Dataset items
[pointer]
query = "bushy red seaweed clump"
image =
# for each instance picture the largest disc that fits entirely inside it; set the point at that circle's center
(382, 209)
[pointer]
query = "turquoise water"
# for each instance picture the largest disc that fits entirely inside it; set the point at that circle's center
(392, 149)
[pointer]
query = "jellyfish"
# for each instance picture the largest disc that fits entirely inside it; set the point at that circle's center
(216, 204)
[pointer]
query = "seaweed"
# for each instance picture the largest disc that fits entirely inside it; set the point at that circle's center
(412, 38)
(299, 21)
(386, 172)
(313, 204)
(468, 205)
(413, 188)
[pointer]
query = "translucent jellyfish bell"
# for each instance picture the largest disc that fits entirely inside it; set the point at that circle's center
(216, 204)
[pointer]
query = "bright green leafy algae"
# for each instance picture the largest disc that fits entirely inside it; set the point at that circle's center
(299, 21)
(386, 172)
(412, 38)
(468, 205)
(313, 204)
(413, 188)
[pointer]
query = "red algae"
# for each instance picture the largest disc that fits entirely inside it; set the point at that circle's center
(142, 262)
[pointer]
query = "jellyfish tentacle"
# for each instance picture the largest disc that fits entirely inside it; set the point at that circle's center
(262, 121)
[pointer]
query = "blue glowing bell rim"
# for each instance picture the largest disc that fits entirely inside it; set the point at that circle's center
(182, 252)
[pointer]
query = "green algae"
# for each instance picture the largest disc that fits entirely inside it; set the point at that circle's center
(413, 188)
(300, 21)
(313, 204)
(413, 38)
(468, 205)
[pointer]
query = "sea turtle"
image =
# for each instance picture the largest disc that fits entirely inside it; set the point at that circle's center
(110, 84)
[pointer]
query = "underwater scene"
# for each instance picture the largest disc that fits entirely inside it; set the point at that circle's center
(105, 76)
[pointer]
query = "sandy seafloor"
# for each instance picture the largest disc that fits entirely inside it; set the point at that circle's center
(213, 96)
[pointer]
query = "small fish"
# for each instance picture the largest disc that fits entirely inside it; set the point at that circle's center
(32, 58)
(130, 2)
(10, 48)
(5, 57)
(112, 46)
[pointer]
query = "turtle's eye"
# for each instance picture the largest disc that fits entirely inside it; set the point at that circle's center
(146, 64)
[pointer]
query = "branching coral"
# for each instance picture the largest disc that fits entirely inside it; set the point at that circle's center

§ EXERCISE AIM:
Search the entries for "jellyfish" and copy out each line that has it.

§ ANSWER FOR THIS EXERCISE:
query = "jellyfish"
query = "translucent jellyfish bell"
query = "jellyfish tentacle"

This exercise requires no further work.